### Records:
---*---

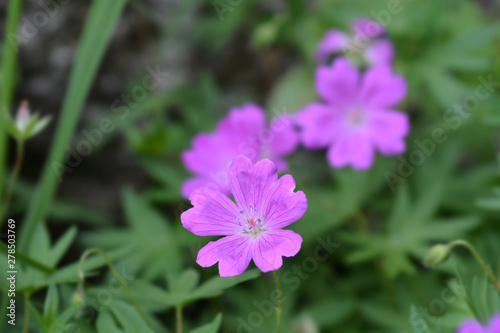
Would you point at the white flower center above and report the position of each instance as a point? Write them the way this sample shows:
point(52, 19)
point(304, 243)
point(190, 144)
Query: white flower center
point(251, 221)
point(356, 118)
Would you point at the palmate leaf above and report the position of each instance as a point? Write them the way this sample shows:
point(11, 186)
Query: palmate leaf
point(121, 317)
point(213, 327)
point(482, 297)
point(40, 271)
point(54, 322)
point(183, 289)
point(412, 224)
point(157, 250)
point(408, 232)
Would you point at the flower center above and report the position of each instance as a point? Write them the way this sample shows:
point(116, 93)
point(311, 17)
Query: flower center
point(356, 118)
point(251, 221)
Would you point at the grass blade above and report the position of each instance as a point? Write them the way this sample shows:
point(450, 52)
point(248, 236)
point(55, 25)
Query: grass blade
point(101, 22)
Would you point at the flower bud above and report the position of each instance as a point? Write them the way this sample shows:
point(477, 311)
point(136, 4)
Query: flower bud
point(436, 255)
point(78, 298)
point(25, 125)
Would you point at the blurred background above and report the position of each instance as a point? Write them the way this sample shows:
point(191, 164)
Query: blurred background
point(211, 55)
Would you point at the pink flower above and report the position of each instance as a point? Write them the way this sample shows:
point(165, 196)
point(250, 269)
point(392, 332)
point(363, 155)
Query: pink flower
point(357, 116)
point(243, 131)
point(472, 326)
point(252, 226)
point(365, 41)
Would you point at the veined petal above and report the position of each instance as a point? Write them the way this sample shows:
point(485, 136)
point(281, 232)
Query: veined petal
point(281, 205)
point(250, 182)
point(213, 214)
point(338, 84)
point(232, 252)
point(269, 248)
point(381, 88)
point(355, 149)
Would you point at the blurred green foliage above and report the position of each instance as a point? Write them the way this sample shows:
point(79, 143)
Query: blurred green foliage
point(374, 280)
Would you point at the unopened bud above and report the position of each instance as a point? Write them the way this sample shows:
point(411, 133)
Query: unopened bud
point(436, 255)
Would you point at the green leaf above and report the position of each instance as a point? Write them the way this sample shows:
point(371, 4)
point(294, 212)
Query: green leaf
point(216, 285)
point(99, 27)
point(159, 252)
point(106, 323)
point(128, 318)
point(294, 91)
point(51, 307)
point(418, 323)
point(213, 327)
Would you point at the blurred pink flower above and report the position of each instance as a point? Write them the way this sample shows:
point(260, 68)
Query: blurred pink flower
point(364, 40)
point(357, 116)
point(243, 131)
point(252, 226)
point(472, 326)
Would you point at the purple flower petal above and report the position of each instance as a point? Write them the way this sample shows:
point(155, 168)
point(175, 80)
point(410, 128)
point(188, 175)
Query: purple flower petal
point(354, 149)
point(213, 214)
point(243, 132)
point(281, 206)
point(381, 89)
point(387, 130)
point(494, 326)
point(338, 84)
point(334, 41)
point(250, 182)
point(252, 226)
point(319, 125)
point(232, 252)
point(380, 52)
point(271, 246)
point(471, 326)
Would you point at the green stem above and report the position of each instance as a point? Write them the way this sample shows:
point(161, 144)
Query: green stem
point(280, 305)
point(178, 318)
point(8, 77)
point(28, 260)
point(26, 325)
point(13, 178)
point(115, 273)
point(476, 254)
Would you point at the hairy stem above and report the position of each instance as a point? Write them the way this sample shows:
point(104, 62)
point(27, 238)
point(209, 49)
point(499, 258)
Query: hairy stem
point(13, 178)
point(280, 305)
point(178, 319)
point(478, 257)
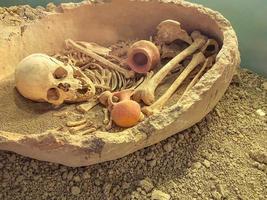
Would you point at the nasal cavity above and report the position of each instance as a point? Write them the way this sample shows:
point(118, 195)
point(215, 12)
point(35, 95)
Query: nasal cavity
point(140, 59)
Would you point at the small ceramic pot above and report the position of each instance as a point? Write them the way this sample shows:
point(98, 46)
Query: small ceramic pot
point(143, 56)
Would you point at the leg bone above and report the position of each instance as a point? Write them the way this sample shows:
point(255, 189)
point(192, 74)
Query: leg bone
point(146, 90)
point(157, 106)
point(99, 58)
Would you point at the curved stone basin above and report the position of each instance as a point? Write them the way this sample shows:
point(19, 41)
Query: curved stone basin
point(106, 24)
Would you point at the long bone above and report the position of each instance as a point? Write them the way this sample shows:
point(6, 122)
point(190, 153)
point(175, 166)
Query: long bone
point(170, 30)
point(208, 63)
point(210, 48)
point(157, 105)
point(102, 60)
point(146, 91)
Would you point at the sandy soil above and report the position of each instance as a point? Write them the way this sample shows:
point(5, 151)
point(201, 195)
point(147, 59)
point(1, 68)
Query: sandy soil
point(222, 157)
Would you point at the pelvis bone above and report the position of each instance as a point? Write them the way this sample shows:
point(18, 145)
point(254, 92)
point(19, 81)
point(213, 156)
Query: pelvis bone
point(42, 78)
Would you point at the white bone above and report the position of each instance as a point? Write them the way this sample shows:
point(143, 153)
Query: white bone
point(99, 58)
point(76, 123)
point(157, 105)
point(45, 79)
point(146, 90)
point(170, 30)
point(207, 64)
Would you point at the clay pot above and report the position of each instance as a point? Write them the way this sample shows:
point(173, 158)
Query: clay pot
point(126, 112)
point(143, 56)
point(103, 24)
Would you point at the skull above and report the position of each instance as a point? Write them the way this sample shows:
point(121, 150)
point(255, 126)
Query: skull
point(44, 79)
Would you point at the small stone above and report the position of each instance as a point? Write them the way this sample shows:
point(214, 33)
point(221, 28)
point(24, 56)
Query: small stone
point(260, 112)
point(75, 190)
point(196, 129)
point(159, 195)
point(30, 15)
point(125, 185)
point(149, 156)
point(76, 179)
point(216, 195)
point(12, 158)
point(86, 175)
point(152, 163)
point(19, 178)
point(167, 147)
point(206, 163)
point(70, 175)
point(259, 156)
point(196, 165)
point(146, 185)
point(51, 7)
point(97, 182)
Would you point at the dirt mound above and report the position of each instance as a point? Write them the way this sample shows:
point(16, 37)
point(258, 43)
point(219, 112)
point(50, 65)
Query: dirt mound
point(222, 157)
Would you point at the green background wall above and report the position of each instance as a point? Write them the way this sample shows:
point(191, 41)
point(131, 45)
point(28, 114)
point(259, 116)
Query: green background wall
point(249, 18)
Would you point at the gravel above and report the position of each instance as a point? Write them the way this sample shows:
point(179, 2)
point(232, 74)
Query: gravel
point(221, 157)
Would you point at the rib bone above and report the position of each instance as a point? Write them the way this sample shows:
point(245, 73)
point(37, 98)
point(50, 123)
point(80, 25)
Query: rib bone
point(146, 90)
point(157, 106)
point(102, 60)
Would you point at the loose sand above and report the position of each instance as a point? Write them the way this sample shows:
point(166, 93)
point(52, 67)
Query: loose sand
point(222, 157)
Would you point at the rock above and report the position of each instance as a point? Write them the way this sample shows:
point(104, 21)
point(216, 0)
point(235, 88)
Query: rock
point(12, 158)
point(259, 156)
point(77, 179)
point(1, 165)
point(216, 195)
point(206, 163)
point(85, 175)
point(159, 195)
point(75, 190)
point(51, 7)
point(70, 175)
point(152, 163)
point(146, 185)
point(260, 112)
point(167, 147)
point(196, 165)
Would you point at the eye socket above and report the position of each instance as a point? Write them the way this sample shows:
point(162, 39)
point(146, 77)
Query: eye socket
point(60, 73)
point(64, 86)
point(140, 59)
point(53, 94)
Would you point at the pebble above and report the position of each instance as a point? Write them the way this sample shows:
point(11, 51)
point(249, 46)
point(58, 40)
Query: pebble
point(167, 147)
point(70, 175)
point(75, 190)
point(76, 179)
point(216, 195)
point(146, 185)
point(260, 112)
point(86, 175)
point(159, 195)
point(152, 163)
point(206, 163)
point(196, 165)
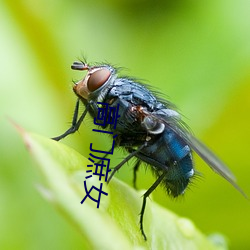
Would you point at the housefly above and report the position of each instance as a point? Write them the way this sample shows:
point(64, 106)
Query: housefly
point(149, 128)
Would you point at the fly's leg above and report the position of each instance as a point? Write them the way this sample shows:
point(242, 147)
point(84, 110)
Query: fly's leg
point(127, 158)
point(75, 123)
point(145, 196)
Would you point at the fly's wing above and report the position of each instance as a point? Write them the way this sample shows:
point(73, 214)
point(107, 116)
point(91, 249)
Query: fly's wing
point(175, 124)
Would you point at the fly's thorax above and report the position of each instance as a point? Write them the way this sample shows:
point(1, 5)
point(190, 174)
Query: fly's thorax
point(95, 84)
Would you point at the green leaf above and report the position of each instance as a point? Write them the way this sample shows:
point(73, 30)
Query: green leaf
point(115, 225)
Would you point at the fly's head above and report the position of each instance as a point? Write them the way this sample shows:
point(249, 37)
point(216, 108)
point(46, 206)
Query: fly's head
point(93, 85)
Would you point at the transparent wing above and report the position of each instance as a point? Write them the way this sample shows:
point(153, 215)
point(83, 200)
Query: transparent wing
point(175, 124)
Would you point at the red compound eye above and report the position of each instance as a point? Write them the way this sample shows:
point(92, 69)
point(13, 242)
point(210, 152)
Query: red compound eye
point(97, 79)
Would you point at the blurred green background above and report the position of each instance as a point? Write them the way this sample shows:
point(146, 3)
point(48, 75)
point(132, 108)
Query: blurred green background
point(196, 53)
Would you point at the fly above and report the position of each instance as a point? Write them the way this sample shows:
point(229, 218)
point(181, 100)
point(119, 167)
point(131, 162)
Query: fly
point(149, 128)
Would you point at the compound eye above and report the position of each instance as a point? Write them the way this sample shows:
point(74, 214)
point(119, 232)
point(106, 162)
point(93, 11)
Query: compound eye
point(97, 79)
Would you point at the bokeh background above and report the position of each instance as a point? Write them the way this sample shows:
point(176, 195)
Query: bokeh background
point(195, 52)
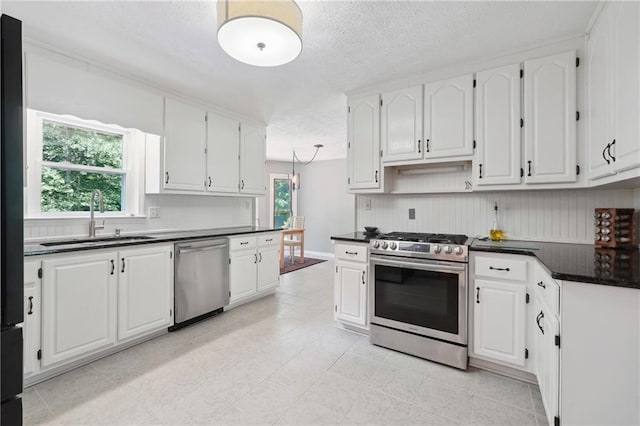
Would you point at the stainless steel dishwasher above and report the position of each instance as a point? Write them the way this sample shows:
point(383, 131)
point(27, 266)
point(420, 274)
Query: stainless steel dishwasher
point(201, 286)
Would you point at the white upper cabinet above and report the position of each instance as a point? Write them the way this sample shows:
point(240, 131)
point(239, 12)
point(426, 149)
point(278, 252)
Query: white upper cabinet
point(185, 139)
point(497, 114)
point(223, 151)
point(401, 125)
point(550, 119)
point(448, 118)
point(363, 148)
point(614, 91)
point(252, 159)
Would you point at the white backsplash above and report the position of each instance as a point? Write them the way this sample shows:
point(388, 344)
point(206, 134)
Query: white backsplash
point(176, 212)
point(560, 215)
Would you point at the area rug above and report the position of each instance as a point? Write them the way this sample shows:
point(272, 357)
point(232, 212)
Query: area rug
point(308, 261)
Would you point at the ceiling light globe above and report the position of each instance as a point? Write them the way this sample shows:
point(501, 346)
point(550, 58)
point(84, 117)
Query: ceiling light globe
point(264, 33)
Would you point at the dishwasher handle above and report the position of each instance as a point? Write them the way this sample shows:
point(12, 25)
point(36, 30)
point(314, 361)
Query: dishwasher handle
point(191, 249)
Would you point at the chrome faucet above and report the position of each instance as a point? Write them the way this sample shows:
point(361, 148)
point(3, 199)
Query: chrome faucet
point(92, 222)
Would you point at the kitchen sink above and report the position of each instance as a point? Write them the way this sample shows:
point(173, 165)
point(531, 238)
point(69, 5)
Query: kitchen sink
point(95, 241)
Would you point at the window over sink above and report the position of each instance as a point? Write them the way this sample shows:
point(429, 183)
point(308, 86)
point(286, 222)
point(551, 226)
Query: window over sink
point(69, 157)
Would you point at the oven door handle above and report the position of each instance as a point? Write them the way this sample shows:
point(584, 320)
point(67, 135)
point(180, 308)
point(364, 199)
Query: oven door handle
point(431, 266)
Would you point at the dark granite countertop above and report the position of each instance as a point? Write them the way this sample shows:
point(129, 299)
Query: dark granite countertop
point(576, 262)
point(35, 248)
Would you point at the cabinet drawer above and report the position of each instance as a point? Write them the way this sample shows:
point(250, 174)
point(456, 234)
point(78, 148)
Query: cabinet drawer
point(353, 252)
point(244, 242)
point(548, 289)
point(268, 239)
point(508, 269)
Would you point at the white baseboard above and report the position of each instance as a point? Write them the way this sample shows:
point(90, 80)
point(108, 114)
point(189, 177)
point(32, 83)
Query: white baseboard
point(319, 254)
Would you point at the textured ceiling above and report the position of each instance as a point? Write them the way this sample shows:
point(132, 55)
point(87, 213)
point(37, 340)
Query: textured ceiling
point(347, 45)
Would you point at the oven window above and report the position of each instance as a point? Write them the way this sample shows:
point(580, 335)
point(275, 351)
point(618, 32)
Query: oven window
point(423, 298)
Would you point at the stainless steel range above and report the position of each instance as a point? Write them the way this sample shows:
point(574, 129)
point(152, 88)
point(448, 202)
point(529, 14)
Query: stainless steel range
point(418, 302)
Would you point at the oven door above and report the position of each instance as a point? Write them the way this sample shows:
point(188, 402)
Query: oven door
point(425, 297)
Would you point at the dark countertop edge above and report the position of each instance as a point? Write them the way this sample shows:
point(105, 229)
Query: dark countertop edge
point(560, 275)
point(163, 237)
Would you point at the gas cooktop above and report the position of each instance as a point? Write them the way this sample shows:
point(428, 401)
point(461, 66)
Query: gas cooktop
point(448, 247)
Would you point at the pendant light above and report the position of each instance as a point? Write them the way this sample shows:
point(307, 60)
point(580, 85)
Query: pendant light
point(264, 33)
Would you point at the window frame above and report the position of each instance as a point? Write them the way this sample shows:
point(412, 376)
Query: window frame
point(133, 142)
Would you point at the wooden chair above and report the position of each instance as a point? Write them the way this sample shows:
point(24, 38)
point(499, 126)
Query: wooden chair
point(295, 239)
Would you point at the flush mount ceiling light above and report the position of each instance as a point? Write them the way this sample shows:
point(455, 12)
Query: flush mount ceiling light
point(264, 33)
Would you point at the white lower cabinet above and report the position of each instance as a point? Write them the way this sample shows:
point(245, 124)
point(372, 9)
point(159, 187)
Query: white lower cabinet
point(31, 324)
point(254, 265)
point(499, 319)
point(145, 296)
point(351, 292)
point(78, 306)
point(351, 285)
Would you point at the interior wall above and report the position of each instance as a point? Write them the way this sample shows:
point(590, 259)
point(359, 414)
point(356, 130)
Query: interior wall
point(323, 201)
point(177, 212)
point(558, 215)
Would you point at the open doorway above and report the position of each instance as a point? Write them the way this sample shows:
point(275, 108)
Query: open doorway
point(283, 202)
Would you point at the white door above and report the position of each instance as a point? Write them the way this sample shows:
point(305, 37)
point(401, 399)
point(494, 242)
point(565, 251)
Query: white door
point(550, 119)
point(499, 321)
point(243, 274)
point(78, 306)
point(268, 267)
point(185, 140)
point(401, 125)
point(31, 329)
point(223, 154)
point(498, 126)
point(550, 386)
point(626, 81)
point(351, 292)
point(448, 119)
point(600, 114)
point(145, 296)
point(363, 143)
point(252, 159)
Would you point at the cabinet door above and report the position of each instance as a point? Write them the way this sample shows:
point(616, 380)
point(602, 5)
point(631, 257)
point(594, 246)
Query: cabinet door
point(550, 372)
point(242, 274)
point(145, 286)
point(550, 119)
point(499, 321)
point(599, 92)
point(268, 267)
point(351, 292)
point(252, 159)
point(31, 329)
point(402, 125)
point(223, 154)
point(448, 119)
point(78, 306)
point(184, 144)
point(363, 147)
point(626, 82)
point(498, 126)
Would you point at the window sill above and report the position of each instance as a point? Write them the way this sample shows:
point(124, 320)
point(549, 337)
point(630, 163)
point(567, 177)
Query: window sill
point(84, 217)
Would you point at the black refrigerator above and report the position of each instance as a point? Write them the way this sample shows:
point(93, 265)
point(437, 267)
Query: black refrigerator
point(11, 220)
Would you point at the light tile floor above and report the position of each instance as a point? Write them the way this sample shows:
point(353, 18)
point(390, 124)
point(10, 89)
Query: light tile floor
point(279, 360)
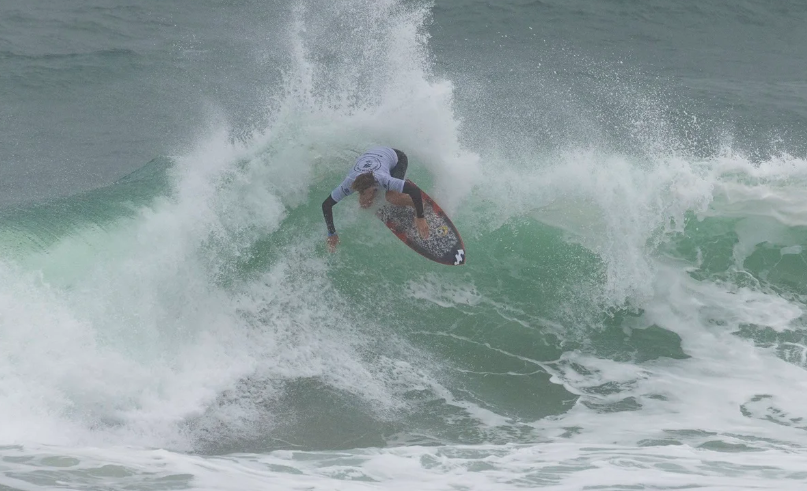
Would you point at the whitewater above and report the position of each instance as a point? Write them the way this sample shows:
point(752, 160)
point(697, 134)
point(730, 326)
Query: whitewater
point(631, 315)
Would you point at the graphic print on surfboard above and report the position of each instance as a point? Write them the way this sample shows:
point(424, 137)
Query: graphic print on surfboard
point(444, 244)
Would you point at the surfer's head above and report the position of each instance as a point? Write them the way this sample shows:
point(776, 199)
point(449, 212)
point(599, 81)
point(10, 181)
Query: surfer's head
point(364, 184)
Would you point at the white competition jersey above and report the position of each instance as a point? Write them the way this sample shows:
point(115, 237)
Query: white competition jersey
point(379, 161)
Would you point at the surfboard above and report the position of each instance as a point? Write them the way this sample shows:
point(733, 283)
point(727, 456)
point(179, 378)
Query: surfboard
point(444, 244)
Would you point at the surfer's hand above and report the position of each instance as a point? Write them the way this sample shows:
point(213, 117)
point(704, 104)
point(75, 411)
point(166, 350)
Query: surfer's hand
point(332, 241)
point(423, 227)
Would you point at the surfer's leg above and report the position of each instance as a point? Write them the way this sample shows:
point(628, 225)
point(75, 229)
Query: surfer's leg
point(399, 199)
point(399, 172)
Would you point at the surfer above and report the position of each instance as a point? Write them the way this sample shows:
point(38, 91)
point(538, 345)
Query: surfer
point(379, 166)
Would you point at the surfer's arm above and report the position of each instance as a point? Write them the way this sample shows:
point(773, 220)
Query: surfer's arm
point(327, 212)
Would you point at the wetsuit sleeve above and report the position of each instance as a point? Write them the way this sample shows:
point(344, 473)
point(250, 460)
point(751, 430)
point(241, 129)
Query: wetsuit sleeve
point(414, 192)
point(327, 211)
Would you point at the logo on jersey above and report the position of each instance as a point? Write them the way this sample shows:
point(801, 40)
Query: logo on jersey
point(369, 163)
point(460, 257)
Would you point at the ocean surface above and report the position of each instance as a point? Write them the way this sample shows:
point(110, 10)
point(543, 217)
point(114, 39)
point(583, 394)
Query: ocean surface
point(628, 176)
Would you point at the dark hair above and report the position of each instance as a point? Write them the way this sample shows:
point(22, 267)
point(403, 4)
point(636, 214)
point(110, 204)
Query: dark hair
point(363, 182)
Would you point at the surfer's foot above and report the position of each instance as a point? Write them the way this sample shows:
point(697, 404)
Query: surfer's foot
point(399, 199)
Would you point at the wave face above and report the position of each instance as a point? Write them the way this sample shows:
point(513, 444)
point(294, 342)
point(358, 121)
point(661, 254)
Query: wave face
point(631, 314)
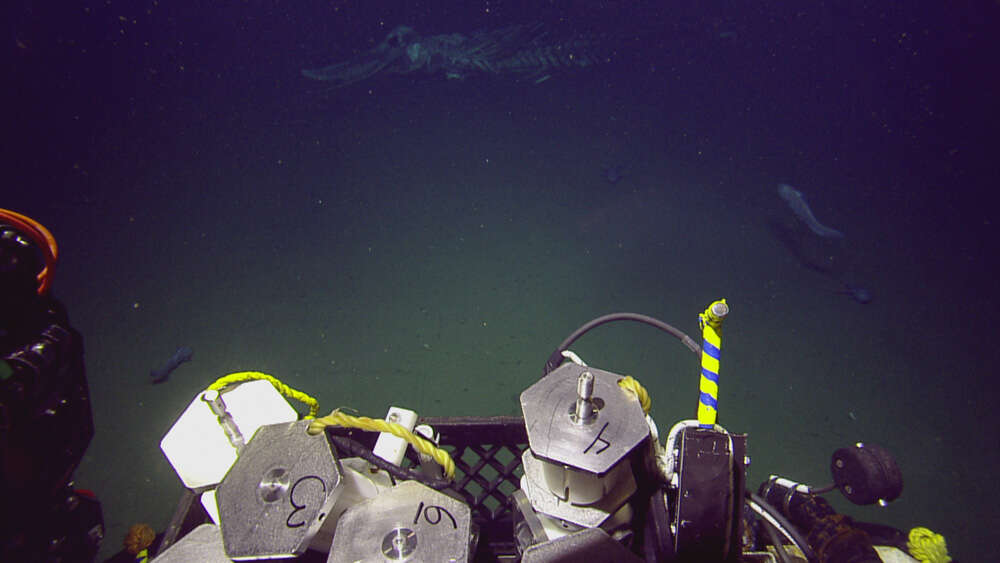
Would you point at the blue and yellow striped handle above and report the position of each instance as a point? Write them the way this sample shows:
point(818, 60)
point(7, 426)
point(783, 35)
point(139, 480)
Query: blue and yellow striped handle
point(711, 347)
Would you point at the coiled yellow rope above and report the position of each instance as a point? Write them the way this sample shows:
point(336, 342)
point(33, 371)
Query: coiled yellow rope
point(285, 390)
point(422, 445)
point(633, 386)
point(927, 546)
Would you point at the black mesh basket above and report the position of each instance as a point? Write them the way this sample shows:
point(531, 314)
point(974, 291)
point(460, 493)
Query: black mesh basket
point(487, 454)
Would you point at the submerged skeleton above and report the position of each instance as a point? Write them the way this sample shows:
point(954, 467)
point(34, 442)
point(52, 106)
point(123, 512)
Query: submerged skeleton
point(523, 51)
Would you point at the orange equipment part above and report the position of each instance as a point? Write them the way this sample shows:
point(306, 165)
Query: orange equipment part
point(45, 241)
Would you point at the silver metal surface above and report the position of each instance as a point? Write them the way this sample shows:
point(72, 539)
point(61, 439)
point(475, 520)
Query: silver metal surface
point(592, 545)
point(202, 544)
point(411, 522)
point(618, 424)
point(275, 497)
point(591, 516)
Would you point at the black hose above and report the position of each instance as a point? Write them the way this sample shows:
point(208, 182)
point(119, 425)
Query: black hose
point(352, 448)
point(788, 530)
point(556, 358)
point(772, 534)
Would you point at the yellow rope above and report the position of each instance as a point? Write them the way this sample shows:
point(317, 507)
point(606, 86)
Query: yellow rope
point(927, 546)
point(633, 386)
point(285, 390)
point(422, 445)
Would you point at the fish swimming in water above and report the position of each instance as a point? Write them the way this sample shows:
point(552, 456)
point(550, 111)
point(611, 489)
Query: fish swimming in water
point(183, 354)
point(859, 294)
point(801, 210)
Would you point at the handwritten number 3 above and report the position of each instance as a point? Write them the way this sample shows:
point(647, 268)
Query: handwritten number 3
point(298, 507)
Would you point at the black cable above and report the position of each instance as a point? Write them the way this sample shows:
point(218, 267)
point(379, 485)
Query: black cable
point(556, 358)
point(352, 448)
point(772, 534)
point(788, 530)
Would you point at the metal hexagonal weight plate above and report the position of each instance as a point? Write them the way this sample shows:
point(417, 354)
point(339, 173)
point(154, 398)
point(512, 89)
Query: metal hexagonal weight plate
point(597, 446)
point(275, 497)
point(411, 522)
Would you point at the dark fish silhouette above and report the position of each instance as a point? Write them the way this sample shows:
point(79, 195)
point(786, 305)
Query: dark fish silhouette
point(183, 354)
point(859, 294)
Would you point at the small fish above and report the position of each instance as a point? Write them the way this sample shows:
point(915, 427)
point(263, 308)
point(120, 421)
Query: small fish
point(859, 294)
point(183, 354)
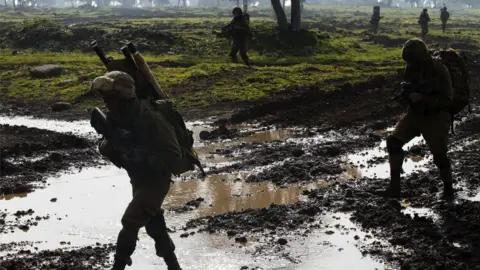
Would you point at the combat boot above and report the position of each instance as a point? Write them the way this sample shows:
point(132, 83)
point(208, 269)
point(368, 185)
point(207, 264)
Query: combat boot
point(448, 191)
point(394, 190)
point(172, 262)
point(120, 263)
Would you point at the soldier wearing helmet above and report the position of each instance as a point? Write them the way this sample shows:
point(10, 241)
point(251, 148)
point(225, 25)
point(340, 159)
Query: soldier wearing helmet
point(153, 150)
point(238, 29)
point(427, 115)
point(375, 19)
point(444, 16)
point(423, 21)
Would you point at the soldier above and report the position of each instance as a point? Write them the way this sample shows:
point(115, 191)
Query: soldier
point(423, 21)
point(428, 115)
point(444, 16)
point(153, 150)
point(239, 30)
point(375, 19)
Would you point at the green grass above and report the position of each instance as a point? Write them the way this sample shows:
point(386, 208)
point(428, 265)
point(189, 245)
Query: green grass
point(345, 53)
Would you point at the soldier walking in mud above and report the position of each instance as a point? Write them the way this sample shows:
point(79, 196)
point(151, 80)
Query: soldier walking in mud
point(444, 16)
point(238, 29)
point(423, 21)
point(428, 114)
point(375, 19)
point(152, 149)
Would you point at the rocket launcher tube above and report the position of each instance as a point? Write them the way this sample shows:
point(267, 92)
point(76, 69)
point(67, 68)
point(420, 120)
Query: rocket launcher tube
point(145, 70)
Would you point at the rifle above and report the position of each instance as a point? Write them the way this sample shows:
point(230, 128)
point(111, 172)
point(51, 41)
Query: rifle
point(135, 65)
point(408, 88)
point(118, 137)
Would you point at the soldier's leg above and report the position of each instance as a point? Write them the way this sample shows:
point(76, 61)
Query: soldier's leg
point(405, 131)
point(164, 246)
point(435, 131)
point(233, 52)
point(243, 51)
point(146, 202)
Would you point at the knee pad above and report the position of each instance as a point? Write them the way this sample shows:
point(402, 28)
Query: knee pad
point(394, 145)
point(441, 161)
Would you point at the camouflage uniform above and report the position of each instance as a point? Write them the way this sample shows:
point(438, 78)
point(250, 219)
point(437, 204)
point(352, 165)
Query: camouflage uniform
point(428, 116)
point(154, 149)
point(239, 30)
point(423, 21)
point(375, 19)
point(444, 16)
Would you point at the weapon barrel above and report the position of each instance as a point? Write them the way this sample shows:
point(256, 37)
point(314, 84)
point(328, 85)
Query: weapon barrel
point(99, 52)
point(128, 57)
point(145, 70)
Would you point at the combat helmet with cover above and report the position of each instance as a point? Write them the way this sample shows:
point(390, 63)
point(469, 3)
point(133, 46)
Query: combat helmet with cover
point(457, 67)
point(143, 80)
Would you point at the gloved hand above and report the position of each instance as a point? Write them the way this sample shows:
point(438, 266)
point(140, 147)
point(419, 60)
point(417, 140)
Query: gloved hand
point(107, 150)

---*---

### Task:
Could you rewrite the material, from its start through the line with "point(211, 55)", as a JSON list of strings with one string per line and no blank lines? Leave the pictures out of the answer.

### Result:
[
  "Would you point at the white flower center above and report the position of each instance as a point? Write them the way this sample shows:",
  "point(52, 19)",
  "point(304, 243)",
  "point(190, 144)",
  "Query: white flower center",
  "point(251, 221)",
  "point(356, 118)",
  "Would you point at the palmate leaf above and report the position of each instance as a point? Write them the way this sample shows:",
  "point(11, 186)",
  "Query: palmate leaf",
  "point(121, 317)",
  "point(213, 327)",
  "point(482, 297)",
  "point(40, 271)",
  "point(54, 322)",
  "point(183, 289)",
  "point(412, 224)",
  "point(157, 250)",
  "point(408, 232)",
  "Would you point at the flower center above and report the position of each instance as a point? Write them the way this sample shows:",
  "point(116, 93)",
  "point(311, 17)",
  "Query: flower center",
  "point(356, 118)",
  "point(251, 221)",
  "Would you point at the grass blade above and report the position of each instance as a point? Write them the way this sample shows:",
  "point(450, 52)",
  "point(248, 236)",
  "point(55, 25)",
  "Query: grass blade",
  "point(101, 22)",
  "Would you point at the flower bud above and report the position of each instance as a point? Write them the way this sample shows:",
  "point(477, 311)",
  "point(136, 4)",
  "Query: flower bud",
  "point(436, 255)",
  "point(78, 298)",
  "point(25, 125)",
  "Would you point at the blurred background above and report the position of each instance as a point? Write them the way this sample shows:",
  "point(191, 164)",
  "Query: blurred background",
  "point(211, 55)"
]